*** Opening of Information provided ***
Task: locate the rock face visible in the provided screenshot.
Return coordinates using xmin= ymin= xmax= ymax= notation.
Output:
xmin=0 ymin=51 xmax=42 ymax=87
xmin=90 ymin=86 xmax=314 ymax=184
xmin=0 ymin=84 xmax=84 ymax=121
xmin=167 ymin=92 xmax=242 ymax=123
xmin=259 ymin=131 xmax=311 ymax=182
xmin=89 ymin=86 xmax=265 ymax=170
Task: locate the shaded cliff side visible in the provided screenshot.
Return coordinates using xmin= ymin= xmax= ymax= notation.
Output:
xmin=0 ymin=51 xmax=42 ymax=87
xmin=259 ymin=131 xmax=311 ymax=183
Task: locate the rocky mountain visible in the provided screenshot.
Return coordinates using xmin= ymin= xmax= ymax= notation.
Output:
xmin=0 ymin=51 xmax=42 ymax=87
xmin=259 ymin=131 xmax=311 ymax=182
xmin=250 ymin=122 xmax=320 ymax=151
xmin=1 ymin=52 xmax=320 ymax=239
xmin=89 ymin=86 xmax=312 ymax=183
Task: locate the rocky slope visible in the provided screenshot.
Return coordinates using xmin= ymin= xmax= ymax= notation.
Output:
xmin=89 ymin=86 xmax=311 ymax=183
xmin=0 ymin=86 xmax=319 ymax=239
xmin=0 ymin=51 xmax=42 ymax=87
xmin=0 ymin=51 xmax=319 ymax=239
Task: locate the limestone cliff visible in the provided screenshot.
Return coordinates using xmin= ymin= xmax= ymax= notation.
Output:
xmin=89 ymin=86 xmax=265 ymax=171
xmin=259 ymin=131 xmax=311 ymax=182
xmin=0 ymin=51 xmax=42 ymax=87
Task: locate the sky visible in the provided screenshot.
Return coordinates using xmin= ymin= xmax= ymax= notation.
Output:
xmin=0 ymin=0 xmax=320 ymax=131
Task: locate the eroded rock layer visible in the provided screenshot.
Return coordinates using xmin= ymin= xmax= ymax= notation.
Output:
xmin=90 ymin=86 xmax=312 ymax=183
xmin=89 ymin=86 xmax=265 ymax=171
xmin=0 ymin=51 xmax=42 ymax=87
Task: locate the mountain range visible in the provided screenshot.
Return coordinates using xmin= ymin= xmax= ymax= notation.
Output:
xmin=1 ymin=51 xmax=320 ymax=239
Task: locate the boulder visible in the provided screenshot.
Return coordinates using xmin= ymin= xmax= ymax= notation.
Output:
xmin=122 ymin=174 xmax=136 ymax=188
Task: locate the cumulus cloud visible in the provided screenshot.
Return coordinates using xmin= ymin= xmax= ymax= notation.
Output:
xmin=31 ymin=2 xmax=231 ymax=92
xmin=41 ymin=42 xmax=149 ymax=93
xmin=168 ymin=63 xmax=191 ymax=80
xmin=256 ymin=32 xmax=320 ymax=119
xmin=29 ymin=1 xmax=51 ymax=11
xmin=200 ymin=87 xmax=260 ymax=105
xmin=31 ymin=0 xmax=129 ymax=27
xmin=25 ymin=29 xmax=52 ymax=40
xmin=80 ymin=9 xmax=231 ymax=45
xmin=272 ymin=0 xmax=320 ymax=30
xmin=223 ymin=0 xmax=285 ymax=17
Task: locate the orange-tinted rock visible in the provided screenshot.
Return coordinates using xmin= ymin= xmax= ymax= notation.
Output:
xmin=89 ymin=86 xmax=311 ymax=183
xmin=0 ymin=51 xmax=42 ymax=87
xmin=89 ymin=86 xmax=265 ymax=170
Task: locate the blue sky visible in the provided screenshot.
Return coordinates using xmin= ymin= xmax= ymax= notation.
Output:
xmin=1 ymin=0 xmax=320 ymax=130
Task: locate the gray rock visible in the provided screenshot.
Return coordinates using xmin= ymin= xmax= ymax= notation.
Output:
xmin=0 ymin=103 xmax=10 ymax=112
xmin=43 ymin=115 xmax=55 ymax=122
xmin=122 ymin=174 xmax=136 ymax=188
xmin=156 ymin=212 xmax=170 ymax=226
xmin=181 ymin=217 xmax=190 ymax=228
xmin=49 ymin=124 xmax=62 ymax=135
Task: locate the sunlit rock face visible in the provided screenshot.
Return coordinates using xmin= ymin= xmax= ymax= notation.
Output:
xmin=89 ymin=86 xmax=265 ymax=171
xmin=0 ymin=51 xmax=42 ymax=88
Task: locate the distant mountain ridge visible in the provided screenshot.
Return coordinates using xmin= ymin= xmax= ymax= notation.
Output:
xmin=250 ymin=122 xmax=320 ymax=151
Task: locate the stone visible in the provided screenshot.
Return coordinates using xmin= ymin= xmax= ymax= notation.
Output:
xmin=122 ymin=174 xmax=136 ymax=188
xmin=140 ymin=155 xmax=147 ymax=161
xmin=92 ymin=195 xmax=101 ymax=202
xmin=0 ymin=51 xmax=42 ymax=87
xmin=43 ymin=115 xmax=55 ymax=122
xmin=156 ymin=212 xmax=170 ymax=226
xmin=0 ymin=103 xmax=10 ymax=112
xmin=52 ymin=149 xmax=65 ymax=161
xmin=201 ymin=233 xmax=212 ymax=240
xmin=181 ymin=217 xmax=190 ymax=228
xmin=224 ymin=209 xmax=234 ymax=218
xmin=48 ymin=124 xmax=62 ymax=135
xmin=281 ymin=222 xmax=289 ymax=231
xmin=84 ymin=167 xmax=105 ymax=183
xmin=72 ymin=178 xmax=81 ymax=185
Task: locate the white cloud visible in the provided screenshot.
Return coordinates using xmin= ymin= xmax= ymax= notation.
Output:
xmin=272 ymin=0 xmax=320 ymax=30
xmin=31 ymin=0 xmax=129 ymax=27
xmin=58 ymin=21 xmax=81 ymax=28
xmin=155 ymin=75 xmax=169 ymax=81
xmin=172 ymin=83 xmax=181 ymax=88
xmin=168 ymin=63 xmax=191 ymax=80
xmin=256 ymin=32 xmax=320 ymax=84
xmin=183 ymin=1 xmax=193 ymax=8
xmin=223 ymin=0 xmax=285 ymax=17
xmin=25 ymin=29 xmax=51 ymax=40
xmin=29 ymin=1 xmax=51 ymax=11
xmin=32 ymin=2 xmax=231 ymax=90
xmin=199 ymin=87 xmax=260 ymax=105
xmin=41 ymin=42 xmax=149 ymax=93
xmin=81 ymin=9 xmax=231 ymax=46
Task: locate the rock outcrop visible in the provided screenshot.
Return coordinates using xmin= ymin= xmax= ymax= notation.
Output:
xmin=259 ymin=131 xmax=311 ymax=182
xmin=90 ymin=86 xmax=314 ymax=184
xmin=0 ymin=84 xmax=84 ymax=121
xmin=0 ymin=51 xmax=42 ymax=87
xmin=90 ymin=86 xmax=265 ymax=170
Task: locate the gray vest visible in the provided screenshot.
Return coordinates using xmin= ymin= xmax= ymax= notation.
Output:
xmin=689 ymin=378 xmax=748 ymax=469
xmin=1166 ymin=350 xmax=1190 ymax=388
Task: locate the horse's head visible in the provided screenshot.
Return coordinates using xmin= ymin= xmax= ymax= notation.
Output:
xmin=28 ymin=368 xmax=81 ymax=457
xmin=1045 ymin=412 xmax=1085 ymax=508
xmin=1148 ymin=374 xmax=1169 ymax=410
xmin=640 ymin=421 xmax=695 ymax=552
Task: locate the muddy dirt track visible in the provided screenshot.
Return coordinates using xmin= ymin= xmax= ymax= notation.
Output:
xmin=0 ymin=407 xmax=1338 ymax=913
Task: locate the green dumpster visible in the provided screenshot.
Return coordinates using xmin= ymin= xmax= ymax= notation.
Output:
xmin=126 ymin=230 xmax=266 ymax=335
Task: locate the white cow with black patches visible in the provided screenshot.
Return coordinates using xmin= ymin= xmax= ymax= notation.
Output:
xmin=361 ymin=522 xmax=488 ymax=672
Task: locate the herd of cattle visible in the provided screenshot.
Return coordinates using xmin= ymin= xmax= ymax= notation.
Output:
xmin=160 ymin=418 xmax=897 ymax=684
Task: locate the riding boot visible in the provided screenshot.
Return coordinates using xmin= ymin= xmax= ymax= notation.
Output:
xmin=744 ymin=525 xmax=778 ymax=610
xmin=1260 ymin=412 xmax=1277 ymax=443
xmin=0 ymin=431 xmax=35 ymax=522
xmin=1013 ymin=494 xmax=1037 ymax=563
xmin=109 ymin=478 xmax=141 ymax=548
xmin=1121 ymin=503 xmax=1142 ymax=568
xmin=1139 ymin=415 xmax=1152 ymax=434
*** Close of Information provided ***
**Problem statement**
Your answer must be every line from the entries that contains the string "gray", copied as it stands.

**Solved exercise**
Task: locate the gray rock visible in the provided screenshot.
Task: locate the gray vest visible in the provided screenshot.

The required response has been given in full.